>> Start The input

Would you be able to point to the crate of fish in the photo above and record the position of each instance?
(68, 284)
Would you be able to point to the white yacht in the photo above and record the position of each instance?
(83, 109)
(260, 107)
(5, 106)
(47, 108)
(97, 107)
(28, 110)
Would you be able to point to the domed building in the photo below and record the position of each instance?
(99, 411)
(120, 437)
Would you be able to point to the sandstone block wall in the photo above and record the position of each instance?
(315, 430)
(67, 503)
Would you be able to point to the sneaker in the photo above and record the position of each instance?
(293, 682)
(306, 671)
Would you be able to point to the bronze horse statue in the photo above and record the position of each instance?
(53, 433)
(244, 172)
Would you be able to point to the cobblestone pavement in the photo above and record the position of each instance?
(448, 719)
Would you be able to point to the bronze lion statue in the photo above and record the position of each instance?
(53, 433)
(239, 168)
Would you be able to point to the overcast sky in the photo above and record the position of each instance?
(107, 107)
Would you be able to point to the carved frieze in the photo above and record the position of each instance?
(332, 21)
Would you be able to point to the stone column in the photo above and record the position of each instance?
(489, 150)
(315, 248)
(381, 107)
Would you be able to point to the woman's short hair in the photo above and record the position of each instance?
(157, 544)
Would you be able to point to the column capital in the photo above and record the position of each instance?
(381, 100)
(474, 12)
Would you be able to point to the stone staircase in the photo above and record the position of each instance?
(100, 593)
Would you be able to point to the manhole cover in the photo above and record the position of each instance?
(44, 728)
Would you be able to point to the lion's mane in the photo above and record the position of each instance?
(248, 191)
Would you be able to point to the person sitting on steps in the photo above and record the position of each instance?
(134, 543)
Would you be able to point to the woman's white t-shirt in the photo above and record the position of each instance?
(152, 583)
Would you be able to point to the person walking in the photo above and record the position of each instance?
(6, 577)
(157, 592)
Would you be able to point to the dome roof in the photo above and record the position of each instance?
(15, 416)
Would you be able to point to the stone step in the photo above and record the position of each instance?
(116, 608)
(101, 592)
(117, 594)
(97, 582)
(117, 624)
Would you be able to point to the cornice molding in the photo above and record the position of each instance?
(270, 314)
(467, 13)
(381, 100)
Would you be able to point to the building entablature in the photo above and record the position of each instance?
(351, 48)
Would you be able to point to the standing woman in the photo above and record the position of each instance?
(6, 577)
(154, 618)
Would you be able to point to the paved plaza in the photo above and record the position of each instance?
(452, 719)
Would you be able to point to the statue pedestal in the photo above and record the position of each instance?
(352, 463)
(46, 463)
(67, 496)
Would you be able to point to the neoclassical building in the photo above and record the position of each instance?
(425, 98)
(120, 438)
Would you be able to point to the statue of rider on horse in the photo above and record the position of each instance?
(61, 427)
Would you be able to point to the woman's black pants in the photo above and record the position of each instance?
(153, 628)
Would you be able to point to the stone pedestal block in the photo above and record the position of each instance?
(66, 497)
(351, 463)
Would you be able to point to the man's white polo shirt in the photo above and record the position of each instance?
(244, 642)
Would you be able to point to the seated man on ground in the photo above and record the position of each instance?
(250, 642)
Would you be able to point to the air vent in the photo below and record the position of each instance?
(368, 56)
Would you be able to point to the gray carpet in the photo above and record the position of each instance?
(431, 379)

>> End The input

## Written task
Restate the data above exactly, keeping each word as it stands.

## Finished exercise
Would you be able to point to the crate of fish in the photo above and record the position of each instance?
(68, 284)
Would you be able to point to the white yacht in the photo above and record the position of each instance?
(83, 109)
(260, 107)
(5, 106)
(47, 108)
(97, 107)
(28, 110)
Would you be able to point to the domed building in the photo below and record the position of each instance?
(99, 411)
(120, 437)
Would you be able to point to the sandstone block wall in the photo above and record the position of each instance?
(315, 430)
(67, 503)
Would you be able to point to the sneaker in the photo above and record the position of each instance?
(293, 682)
(306, 671)
Would you be able to point to the bronze horse statue in the photo above and record the position of each instance?
(53, 433)
(244, 172)
Would you be able to point to the cobblestone pavement in the photo above and record the position of each instance?
(448, 719)
Would you be able to point to the bronze lion statue in the photo above and record the position of each instance?
(53, 433)
(239, 168)
Would you be able to point to the overcast sky in the photo above and record the position of each instance?
(107, 107)
Would you be able to point to the carved frieze in the photo above and record the position of each instance?
(332, 21)
Would you be able to point to the stone column in the photo above and record the position of each instance?
(489, 150)
(315, 248)
(381, 107)
Would you be able to point to the woman's short hair in the photo above and record the position of each instance?
(157, 544)
Would you be able to point to the column capital in the photo above and record the position of each instance?
(381, 100)
(474, 12)
Would you be able to point to the stone staircase in the photo above and record the position of each instance?
(100, 593)
Would you be able to point to the manhole cover in the photo above and record the position of each instance?
(44, 728)
Would you be able to point to the lion's mane in the photo above and record the position of each instance?
(248, 191)
Would you be able to point to the person sitting on steps in the photo above and record the position of each instance?
(134, 543)
Would you be able to point to the woman's white t-shirt in the photo above and record the position of each instance?
(152, 583)
Would you be able to point to the person walking in the photo above and record the position of each instance?
(6, 577)
(157, 592)
Would you be able to point to the dome roof in the photo above and record the position of each instance?
(15, 416)
Would you be able to point to the stone step in the photo above and record the position of each instance?
(116, 608)
(101, 592)
(117, 594)
(97, 582)
(117, 624)
Would you be able to point to the cornice molding in the photo above and record the position of each instance?
(270, 314)
(467, 13)
(381, 100)
Would you be able to point to the building entablature in the photo above and record the position of each instance?
(351, 48)
Would you be able to point to the standing woman in the photo above and record the position of each instance?
(6, 577)
(154, 618)
Would you be able to point to the paved plaza in the photo above and record the position of each instance?
(452, 719)
Would you be able to point to the statue pedestal in the photo above and record the position of each instance?
(352, 463)
(46, 463)
(67, 496)
Would you be able to point to the neoclassical building in the photo above and record the position of each instance?
(425, 98)
(120, 438)
Would you be able to point to the statue of rider on horse in the photo above and record the position of each instance?
(61, 427)
Would you be able to point to the woman's black pants in the photo above and record the position of each instance?
(153, 628)
Would you be able to point to the stone pedestal block in the photo above and record the position of each instance?
(66, 497)
(351, 463)
Would you be able to point to the man's white polo shirt in the photo above and record the position of each instance?
(244, 642)
Would you be able to point to the seated man on ground in the photo above and record the position of each instance?
(250, 642)
Would you be able to point to the air vent in the photo below and record the position of each instance?
(368, 56)
Would you be able to point to the gray carpet in the photo above and record the position of each instance?
(431, 379)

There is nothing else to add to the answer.